- What you need to do -
Omit the pictures. Transcribe exactly the lines below, from the one with "man's ear in this photo." up to and including the last.

Referring expression data
----

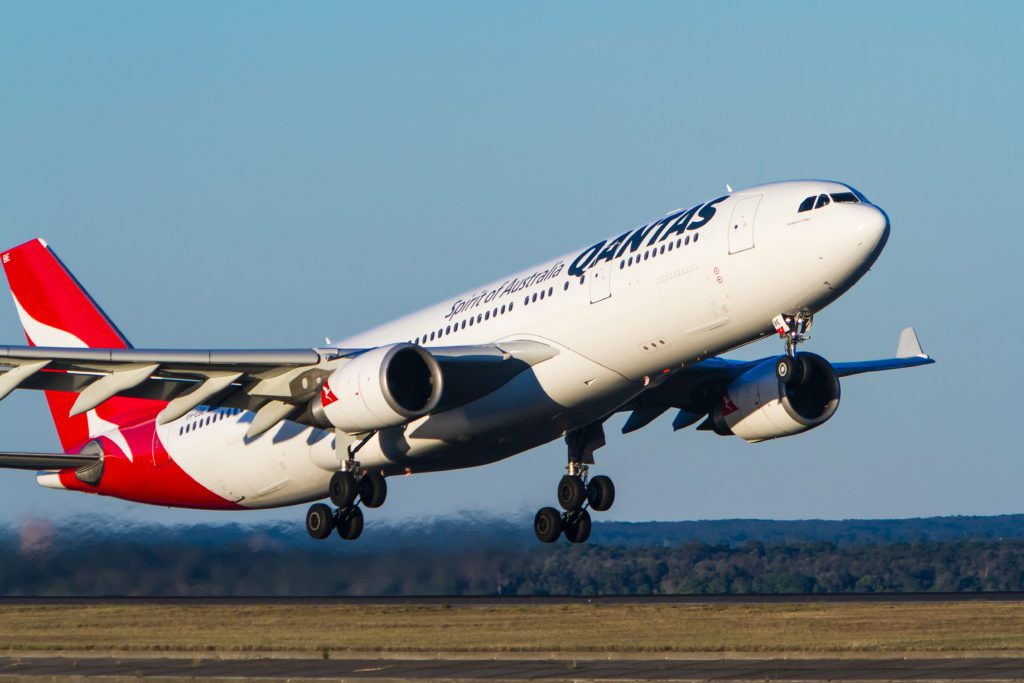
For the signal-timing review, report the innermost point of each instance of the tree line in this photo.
(230, 560)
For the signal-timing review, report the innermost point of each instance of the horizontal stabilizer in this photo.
(909, 345)
(46, 461)
(908, 354)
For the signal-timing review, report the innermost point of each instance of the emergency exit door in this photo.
(741, 224)
(600, 282)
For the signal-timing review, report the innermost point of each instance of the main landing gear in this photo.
(577, 493)
(348, 488)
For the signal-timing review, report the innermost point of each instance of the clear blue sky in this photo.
(267, 174)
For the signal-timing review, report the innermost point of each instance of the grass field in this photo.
(812, 629)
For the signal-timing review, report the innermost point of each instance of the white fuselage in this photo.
(625, 310)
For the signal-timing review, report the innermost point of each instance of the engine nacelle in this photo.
(384, 387)
(758, 406)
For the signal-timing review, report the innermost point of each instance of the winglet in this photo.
(909, 346)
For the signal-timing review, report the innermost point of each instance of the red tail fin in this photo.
(55, 310)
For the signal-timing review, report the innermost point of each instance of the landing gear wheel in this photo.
(373, 489)
(320, 521)
(571, 493)
(349, 523)
(342, 488)
(578, 526)
(548, 524)
(600, 493)
(788, 370)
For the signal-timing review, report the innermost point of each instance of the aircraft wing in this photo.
(274, 383)
(694, 389)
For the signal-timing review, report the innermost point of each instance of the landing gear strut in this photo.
(577, 493)
(348, 488)
(793, 329)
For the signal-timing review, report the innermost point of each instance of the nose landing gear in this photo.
(577, 496)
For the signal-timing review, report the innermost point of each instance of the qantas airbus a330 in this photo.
(489, 374)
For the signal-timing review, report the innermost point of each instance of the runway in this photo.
(500, 600)
(518, 670)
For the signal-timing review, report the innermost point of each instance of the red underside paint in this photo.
(150, 476)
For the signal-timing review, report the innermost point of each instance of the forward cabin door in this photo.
(600, 282)
(741, 224)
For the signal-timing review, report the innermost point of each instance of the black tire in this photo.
(600, 493)
(373, 489)
(343, 488)
(349, 523)
(785, 369)
(571, 493)
(320, 521)
(578, 526)
(548, 524)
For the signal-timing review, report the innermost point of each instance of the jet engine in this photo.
(386, 386)
(759, 406)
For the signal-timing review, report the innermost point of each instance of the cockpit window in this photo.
(858, 195)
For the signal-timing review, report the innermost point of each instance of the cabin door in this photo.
(741, 224)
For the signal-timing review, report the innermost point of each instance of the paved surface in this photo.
(498, 600)
(548, 670)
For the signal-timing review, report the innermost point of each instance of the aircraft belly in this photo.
(536, 407)
(272, 470)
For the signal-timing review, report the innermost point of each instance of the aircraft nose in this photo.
(871, 229)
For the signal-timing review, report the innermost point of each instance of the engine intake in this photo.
(758, 406)
(384, 387)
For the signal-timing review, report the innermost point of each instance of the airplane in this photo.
(634, 323)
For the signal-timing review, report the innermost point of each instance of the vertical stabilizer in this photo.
(55, 310)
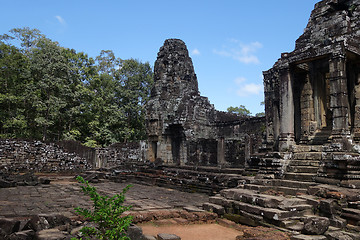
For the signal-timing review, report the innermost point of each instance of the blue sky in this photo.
(230, 41)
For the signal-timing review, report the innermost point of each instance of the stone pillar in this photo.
(221, 152)
(286, 138)
(339, 103)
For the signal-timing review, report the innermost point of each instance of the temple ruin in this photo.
(297, 169)
(184, 128)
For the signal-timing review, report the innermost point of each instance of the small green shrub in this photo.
(106, 213)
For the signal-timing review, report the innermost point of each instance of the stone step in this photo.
(307, 156)
(258, 188)
(308, 237)
(302, 169)
(305, 177)
(263, 200)
(351, 214)
(285, 190)
(292, 183)
(267, 213)
(211, 207)
(311, 163)
(291, 191)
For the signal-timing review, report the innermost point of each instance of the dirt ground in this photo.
(191, 232)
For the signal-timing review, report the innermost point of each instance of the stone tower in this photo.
(312, 95)
(183, 127)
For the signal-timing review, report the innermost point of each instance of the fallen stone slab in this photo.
(149, 237)
(51, 234)
(315, 225)
(214, 208)
(135, 232)
(308, 237)
(46, 221)
(342, 235)
(23, 235)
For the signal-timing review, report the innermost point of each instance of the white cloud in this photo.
(245, 89)
(239, 80)
(244, 53)
(195, 52)
(61, 20)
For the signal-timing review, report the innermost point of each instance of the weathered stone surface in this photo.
(51, 234)
(9, 226)
(23, 235)
(166, 236)
(340, 235)
(46, 221)
(135, 232)
(316, 225)
(183, 127)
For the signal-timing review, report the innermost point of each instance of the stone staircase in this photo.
(285, 194)
(303, 166)
(305, 209)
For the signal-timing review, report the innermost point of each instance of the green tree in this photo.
(241, 110)
(50, 92)
(106, 213)
(14, 76)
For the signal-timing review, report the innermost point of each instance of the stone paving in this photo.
(64, 194)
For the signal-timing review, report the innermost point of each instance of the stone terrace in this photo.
(63, 194)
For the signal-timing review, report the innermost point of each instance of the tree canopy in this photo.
(241, 110)
(50, 92)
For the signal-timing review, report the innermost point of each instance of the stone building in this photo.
(184, 128)
(312, 95)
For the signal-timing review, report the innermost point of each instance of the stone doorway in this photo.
(313, 118)
(176, 135)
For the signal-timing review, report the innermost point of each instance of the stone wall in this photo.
(184, 128)
(120, 153)
(36, 156)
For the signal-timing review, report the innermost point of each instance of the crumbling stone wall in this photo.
(311, 94)
(183, 127)
(120, 153)
(36, 156)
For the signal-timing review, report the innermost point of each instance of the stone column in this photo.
(339, 103)
(286, 138)
(221, 152)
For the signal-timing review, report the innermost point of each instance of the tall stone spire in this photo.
(174, 73)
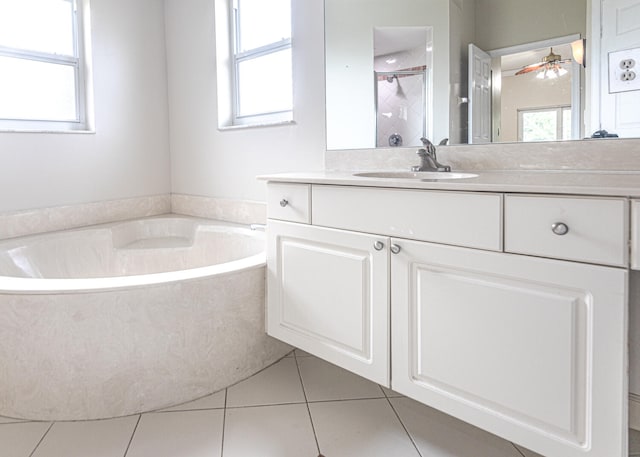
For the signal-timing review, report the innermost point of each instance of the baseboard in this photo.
(634, 411)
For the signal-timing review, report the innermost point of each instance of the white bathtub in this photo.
(129, 317)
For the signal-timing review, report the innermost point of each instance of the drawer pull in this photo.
(560, 228)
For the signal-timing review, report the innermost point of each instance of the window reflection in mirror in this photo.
(490, 24)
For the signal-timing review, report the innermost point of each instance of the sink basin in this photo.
(420, 175)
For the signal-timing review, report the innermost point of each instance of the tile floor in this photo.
(299, 407)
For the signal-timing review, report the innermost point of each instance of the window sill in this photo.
(257, 125)
(81, 132)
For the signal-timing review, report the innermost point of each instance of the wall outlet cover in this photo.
(624, 70)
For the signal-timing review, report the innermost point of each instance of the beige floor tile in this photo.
(277, 384)
(391, 393)
(20, 439)
(213, 401)
(269, 431)
(323, 381)
(179, 434)
(8, 420)
(439, 435)
(528, 453)
(104, 438)
(360, 428)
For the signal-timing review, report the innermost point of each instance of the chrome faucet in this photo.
(428, 159)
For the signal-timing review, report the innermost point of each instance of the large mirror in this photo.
(514, 33)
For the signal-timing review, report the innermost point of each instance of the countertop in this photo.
(566, 182)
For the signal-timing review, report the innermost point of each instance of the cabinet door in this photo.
(533, 350)
(328, 294)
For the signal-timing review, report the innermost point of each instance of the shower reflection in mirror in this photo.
(401, 70)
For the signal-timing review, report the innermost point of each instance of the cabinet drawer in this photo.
(289, 202)
(456, 218)
(635, 235)
(596, 229)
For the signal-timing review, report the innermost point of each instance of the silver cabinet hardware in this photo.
(560, 228)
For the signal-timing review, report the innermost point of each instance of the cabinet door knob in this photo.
(560, 228)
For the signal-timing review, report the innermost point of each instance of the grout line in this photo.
(126, 451)
(41, 439)
(404, 426)
(224, 423)
(306, 401)
(346, 399)
(517, 449)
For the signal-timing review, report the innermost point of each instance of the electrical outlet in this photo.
(627, 64)
(628, 75)
(623, 70)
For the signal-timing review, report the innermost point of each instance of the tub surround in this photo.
(42, 220)
(97, 347)
(222, 209)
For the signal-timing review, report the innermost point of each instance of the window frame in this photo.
(237, 58)
(78, 62)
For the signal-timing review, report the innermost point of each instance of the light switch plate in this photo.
(624, 70)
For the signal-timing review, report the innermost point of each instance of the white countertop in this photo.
(571, 182)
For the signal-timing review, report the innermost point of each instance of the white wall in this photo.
(210, 162)
(128, 155)
(499, 21)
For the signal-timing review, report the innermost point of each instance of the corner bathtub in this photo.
(129, 317)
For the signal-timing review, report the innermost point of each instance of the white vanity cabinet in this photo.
(328, 294)
(530, 349)
(635, 235)
(462, 301)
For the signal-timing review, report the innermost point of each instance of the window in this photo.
(261, 61)
(42, 65)
(544, 124)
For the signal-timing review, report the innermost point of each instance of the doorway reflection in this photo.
(400, 107)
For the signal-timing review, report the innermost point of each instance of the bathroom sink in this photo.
(421, 175)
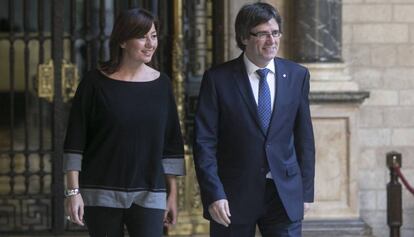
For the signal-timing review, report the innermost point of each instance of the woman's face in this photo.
(141, 49)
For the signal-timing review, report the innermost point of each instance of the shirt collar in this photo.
(252, 68)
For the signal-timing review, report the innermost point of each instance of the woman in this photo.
(123, 146)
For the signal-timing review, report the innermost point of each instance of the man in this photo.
(254, 146)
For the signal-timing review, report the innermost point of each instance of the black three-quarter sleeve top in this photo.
(123, 137)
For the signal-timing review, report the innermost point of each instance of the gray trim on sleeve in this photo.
(174, 166)
(72, 161)
(122, 199)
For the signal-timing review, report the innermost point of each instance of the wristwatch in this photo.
(71, 192)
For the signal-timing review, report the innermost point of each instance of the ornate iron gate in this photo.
(61, 36)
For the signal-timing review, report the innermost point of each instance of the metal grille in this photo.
(31, 128)
(25, 120)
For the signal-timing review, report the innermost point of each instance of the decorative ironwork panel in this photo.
(25, 119)
(32, 33)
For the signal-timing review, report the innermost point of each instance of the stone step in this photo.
(337, 228)
(311, 228)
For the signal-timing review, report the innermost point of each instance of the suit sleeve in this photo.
(304, 142)
(205, 143)
(173, 152)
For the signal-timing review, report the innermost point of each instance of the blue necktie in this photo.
(264, 105)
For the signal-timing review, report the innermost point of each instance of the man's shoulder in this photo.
(226, 66)
(290, 64)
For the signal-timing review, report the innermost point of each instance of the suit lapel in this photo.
(245, 89)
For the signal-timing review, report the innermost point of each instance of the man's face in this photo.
(261, 45)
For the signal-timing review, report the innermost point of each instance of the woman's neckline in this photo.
(123, 81)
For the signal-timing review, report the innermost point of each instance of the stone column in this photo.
(318, 31)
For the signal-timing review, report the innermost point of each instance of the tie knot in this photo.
(263, 73)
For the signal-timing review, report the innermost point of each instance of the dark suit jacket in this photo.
(232, 154)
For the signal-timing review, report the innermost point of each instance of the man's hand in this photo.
(220, 212)
(306, 206)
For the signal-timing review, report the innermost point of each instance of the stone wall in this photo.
(378, 51)
(378, 47)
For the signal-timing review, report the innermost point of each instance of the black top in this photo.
(124, 131)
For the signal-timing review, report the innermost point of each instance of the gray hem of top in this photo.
(173, 166)
(121, 199)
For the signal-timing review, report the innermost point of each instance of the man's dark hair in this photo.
(251, 15)
(129, 24)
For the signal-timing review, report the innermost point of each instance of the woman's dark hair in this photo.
(129, 24)
(251, 15)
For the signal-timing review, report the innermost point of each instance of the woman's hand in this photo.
(170, 215)
(74, 204)
(74, 209)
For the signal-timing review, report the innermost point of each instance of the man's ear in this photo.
(244, 41)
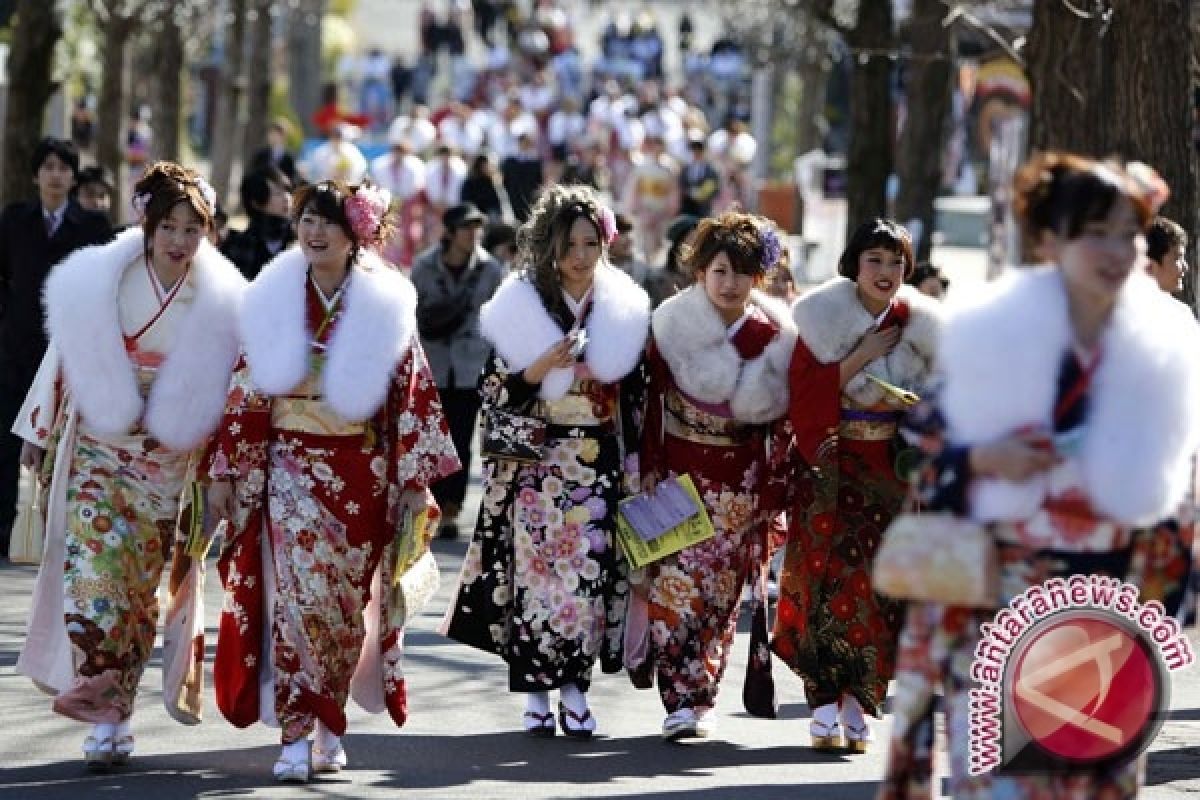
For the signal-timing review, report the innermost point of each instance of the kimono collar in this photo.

----

- Output of the task -
For the signal-timing review, report the innermost point of each instance of the man's ear in this photo.
(244, 41)
For the signal-timing review, report the innermost point of each instance of the kimono collar in this photo.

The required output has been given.